BEGIN SELECTED EXTRACT
In fact, Udayabhanu asserted that in the cases that he has appeared against Pillai, he has won more cases. For 15 years from 2000, Udayabhanu served as the legal counsel and special public prosecutor for the Narcotics Control Bureau and the Directorate of Revenue Intelligence. In this period, he said Pillai appeared as defense in almost 20 of those cases.
"Except for one case in which he secured total victory, I was able to win almost all the other cases,” he said.
Even among his major cases, Pillai has lost quite a few. Businessman Nisham, who rammed his Hummer car into a security guard who was late to open the gate, was convicted. This, after an eyewitness turned hostile and then came back to court to change his statement.
In the TP Chandrasekharan case, Pillai could not manage to get the main accused acquitted. However, the alibi he presented in court for a CPI(M) area committee member helped four CPI(M) leaders walk away free. Two of the acquittals – KK Krishnan and Geothi Babu – were quashed by the Kerala High Court in 2024.
In the decades-long Sister Abhaya murder case, where Pillai represented Fr Thomas Kottoor, the trial of the case saw nine prosecution witnesses turning hostile. The priest was convicted by a Special CBI court in 2020. His life sentence was suspended by the High Court in 2022.
Another Catholic priest Pillai appeared for was Father Robin, who raped and impregnated a minor girl. The senior lawyer took up the case in the appeals stage in the High Court. At this stage, Robin even filed a shocking petition requesting a two-month suspension of his sentence in order to ‘marry the survivor’. The High Court did not allow the request. While Pillai managed to reduce Robin’s sentence from 20 to 10 years, he did not get the defrocked priest acquitted.
END SELECTED EXTRACT
§ WHAT IS REQUIRED
Continue the excerpt above about Pillai's record as a defense lawyer, starting after its final sentence.
BEGIN RECORD EXCERPTS
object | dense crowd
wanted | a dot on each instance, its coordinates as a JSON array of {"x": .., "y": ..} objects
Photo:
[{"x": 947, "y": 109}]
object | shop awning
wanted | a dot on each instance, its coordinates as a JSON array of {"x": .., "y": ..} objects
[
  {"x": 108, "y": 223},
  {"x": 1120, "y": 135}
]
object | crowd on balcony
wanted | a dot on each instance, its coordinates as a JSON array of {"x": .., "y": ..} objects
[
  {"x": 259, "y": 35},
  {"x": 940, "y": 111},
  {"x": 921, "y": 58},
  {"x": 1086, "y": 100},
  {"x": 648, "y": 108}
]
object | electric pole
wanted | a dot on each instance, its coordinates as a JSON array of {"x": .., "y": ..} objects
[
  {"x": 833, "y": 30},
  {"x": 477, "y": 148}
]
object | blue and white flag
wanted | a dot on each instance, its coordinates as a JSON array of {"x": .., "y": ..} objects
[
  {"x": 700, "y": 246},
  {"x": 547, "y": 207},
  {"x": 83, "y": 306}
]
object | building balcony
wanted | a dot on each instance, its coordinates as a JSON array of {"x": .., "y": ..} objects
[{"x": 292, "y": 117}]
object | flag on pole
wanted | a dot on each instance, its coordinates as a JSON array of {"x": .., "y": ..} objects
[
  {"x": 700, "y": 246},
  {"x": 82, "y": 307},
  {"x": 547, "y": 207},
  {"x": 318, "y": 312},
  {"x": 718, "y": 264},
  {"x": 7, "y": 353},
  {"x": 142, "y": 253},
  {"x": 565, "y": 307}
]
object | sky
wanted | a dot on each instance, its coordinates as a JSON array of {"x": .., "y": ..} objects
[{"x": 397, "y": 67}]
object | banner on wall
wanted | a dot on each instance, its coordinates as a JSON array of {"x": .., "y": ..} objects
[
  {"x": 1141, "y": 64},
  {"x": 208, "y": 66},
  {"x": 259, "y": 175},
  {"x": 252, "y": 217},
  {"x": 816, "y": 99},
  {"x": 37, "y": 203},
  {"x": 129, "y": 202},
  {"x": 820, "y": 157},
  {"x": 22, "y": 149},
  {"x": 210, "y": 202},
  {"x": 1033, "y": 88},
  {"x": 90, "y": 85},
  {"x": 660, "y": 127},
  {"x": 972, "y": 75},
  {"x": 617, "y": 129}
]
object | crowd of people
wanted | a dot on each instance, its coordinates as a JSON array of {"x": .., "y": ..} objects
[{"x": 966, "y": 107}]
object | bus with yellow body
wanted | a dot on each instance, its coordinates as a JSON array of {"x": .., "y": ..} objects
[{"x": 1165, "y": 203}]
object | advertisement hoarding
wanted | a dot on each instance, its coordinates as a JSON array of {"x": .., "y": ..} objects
END RECORD EXCERPTS
§ EXERCISE OUTPUT
Ironically enough, it is the clients who end up in jail who tend to stay in touch with him, Pillai said. “Once acquitted in a case, people generally don’t wish to maintain contact with us. It is psychological—they develop a certain complex, thinking, this is the lawyer who saved our lives. That is not the case with those convicted and sent to prison. They feel the need to stay in touch with their lawyer,” he elaborated.
Pillai may have faced several failures, but Udayabhanu does not discount the knowledge and experience that he has gained through his many years in the profession. “He has over 50 years of trial and appeal background; and has also probably appeared on one or the other side in most of the criminal cases that were tried in Kerala in this period. That is not a small feat, no doubt about that,” he said.
Sebastian Paul added, “I would not consider Pillai to be a legal expert, but he is very pragmatic. Winning criminal cases requires more than just legal expertise; it demands both fair and unfair tactics. He is adept at both.”
Pillai himself admitted in an earlier video interview that some of the losses in his career were quite unexpected, like in the Polakulam case or the Sister Abhaya case. In both instances, he had represented the murder-accused.
In virtually every case he has argued, certain distinct Raman Pillai tactics surface: witnesses turning hostile, extensive cross-questioning, and victim shaming.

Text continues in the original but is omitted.